*** Input data ***

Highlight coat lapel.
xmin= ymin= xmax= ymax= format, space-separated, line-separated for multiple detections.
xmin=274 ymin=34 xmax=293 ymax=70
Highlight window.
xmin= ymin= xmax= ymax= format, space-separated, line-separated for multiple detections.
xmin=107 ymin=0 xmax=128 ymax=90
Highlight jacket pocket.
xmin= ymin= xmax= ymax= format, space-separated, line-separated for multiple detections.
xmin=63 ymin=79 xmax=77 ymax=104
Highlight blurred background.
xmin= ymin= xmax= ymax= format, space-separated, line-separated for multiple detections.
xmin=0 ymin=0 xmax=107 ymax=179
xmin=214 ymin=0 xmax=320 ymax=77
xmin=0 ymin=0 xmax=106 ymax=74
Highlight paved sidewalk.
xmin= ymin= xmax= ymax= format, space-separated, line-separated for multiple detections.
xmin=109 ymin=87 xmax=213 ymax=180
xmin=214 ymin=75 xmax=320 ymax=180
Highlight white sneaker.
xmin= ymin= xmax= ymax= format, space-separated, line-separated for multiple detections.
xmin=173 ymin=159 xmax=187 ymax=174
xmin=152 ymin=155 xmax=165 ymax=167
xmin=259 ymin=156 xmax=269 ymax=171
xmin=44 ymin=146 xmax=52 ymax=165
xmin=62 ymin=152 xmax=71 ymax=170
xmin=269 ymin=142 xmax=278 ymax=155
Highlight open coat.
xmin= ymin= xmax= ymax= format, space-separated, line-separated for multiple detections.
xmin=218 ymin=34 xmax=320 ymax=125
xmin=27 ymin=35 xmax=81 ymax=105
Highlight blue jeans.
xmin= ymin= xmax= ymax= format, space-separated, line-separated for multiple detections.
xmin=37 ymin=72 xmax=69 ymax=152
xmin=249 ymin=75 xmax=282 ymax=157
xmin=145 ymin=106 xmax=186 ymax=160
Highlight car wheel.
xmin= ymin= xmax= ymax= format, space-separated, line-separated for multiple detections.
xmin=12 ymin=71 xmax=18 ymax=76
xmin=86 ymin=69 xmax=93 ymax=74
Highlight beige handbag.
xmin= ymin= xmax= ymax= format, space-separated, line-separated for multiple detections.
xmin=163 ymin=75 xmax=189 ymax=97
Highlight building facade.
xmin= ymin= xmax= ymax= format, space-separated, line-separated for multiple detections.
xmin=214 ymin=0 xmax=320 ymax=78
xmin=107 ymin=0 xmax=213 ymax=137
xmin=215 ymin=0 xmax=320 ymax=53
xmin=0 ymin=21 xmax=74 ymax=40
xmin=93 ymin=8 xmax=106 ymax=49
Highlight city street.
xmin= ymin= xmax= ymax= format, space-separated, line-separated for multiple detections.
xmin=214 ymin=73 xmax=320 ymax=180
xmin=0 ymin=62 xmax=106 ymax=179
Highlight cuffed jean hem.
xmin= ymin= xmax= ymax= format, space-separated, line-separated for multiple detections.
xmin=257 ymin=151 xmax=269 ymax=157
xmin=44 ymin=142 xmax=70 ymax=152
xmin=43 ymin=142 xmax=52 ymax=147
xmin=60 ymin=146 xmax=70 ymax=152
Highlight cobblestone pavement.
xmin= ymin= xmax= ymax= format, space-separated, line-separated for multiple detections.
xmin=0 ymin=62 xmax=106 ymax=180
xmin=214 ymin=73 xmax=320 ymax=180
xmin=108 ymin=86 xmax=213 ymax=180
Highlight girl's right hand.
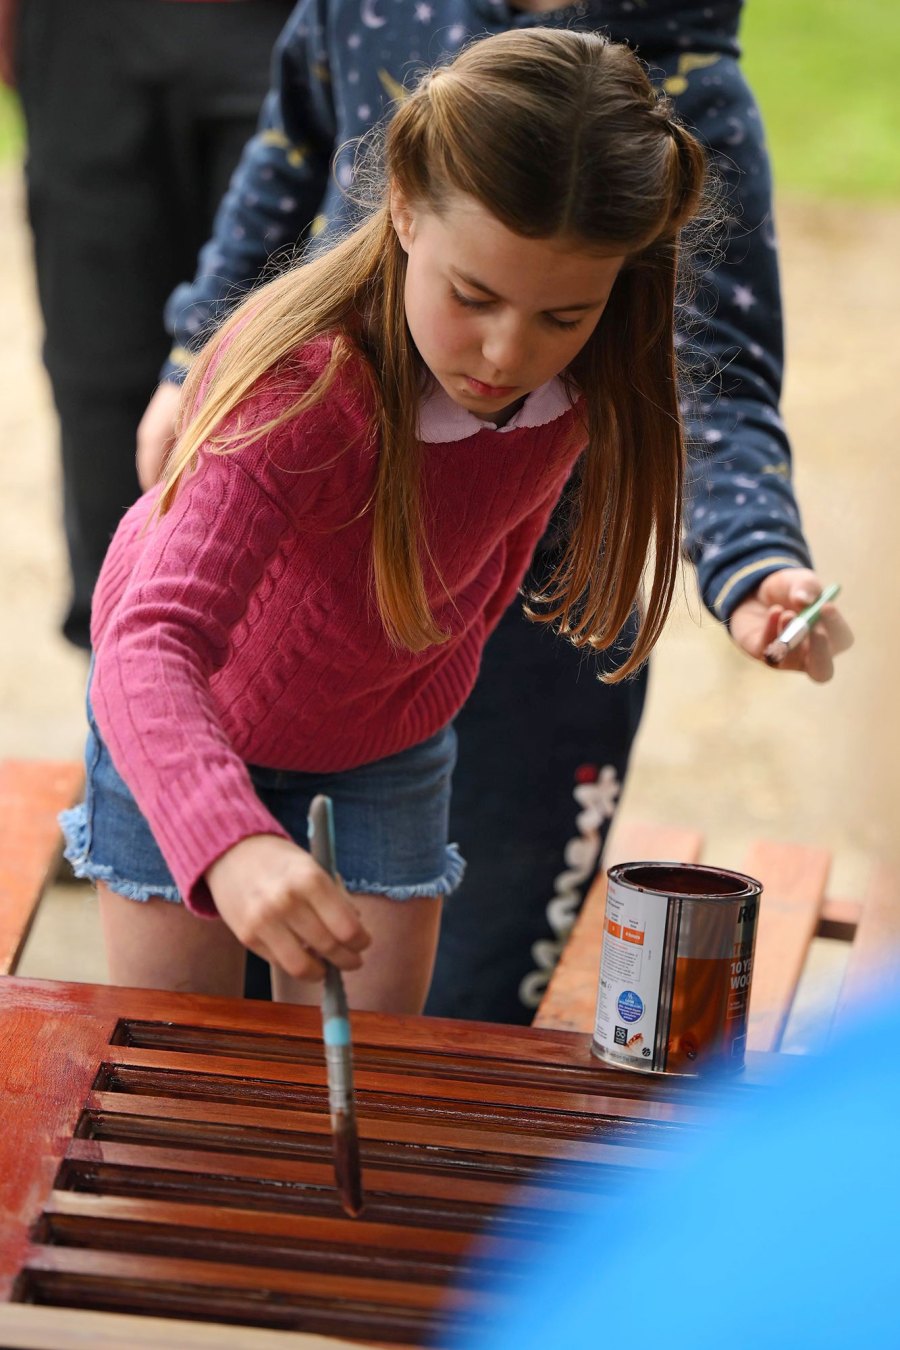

***

[Work required]: Copy exactly the lines that run from the first line of the data to the line containing "Highlight jacket pocket.", please, with both ends included and nothing else.

[Answer section]:
Highlight coat lapel.
xmin= ymin= xmax= ymax= format, space-separated, line-separated for multiple detections.
xmin=274 ymin=34 xmax=293 ymax=70
Highlight window.
xmin= ymin= xmax= ymax= format, space-separated, line-separated for multiple detections.
xmin=107 ymin=0 xmax=128 ymax=90
Highlight jacket pocket.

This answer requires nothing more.